*Listed records:*

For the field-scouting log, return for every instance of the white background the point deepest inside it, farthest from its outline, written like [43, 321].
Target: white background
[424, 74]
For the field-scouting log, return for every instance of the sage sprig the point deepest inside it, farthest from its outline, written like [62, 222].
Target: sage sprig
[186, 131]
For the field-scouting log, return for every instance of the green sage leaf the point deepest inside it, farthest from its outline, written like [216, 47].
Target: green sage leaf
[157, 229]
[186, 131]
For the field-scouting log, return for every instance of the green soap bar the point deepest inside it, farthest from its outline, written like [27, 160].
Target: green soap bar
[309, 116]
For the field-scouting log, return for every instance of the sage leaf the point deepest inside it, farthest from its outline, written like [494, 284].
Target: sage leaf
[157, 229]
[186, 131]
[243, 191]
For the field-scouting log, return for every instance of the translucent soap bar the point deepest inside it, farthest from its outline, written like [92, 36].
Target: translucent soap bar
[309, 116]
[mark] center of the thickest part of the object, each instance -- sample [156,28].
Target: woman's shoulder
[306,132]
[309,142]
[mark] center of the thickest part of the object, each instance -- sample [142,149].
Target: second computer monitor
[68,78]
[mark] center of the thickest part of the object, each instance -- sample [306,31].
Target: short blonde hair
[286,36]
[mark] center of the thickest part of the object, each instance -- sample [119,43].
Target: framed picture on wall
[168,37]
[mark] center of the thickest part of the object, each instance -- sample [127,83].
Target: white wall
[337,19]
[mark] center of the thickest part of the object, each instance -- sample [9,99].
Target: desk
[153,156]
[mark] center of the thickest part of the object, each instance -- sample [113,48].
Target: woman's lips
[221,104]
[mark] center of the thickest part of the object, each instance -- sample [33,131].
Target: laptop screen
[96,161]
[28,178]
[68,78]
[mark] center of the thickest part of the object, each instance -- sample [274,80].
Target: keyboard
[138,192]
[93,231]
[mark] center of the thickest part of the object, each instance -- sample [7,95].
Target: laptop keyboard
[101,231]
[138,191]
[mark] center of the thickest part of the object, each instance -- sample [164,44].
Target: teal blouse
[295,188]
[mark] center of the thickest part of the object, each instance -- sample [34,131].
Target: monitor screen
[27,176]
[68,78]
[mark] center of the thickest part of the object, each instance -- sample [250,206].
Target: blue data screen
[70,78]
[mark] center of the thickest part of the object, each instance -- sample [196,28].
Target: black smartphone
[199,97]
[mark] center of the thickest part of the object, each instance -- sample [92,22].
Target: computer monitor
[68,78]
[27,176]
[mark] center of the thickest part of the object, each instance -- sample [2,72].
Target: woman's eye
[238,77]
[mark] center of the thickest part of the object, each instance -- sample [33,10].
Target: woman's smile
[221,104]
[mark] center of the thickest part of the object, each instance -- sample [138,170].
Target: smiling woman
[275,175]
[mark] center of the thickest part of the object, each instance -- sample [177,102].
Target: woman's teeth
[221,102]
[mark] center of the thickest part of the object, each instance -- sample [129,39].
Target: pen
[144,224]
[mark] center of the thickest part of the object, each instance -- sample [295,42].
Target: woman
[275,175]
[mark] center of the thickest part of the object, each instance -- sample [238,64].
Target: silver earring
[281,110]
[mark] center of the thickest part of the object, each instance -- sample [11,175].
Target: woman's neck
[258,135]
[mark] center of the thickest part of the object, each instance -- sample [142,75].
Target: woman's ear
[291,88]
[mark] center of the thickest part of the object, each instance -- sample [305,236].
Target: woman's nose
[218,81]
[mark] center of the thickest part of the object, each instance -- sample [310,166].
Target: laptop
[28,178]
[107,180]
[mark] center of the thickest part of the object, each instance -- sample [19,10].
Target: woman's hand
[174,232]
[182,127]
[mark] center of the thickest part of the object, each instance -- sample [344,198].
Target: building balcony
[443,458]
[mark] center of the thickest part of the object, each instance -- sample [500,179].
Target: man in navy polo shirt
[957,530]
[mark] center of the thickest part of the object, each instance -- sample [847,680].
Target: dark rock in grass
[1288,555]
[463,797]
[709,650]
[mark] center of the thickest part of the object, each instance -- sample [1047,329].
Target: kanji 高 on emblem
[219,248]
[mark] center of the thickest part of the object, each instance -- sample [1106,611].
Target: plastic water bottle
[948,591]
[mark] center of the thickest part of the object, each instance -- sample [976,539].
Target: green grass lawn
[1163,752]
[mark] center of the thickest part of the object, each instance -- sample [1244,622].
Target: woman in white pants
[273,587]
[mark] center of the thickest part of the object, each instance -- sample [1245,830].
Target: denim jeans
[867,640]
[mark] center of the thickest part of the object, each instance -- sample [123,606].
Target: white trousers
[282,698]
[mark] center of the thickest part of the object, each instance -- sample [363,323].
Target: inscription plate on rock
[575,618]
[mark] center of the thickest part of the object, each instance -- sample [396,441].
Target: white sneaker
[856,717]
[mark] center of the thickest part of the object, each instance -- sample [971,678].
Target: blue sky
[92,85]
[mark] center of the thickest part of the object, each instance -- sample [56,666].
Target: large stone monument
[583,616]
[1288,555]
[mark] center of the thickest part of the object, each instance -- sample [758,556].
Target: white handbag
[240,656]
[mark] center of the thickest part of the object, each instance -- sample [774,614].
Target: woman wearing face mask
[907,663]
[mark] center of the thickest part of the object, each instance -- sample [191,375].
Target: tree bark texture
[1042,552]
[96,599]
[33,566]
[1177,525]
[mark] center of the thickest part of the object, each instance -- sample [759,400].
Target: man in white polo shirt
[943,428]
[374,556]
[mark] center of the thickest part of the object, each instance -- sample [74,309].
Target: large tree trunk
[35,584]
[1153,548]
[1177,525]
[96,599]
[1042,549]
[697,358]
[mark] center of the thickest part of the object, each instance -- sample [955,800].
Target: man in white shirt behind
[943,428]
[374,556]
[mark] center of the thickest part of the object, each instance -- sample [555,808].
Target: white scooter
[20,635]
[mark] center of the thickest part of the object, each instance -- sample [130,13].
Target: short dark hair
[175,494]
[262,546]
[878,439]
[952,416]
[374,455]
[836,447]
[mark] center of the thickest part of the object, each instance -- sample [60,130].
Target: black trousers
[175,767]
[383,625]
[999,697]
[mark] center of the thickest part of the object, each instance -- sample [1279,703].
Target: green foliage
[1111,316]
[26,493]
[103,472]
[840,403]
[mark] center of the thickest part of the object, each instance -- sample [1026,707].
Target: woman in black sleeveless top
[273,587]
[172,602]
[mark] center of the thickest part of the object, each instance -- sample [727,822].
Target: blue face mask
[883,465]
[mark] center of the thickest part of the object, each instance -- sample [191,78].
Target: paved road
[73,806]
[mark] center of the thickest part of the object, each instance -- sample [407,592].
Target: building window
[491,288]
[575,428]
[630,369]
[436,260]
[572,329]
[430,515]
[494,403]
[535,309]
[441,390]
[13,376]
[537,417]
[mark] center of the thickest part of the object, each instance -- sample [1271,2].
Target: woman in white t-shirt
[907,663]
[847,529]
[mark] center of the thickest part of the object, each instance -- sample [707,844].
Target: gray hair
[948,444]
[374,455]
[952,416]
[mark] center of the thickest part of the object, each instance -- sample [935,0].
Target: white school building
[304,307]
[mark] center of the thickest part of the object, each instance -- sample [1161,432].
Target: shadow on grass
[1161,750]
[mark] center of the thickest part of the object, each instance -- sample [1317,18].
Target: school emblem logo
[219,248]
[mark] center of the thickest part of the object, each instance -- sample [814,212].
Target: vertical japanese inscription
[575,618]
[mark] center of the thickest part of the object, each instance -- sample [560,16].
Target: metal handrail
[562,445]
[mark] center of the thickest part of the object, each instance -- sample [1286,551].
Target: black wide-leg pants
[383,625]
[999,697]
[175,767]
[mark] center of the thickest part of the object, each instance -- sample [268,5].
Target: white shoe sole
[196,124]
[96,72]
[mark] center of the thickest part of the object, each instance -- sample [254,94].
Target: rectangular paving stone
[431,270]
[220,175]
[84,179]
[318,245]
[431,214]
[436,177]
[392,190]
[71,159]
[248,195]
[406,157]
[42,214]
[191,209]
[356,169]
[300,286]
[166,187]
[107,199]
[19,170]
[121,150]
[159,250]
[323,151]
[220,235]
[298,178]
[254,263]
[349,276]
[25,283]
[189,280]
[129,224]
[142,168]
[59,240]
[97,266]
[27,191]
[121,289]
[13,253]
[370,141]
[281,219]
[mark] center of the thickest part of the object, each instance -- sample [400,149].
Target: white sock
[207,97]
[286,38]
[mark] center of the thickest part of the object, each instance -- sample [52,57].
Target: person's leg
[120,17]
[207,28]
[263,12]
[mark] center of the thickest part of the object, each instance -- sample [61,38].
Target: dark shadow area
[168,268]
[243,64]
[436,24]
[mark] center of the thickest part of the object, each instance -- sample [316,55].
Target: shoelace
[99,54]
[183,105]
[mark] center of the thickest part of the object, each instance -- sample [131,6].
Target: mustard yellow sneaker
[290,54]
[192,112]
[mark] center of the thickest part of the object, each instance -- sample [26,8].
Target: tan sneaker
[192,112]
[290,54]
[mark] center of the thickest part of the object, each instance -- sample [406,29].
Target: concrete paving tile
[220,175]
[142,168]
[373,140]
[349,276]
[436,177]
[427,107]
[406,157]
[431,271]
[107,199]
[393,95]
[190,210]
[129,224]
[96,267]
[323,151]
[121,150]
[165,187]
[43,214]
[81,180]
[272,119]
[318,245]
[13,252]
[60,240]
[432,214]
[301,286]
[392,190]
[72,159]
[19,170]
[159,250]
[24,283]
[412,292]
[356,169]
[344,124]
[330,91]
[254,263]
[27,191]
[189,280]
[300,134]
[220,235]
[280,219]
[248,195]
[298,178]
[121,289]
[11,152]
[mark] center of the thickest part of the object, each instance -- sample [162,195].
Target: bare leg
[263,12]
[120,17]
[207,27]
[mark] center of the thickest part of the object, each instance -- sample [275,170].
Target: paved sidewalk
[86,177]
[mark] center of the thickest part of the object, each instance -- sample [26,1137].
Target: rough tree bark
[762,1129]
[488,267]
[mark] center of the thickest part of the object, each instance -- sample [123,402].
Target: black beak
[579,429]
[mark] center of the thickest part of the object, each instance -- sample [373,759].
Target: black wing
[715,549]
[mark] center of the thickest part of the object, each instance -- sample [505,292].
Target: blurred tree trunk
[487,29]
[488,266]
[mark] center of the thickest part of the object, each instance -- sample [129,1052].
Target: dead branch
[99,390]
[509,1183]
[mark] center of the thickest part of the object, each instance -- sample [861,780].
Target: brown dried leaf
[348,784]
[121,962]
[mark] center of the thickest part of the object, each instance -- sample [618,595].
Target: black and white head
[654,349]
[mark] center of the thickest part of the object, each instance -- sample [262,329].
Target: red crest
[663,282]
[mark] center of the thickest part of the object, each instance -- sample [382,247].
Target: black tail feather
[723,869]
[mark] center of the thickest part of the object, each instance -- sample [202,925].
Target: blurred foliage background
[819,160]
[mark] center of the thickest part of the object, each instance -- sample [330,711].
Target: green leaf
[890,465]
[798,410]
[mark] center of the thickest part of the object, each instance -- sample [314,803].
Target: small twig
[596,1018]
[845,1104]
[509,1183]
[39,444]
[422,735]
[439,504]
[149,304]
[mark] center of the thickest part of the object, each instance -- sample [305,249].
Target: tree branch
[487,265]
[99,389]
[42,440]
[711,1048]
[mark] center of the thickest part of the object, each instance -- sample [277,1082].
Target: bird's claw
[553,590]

*Brief:* Repeat exactly, and only, the lines from the one containing "-- sample [202,925]." through the end of the material.

*Complete output:*
[mark] center of the thickest part of the object, each instance -- sample [202,925].
Target: blurred foliage background
[819,160]
[mark] center of the thickest part of the object, each instance -- sample [330,711].
Target: green leaf
[890,465]
[798,410]
[mark] center of the thickest part of the object, each instance -- sample [314,803].
Target: small twig
[596,1018]
[845,1104]
[509,1183]
[39,444]
[422,735]
[439,504]
[149,304]
[mark] center of the thickest part of the object, each instance -- sample [305,249].
Target: tree branch
[487,265]
[99,389]
[42,440]
[711,1048]
[mark] center of the thickest part of the object, each instance -- sample [277,1082].
Target: bird's claw
[553,590]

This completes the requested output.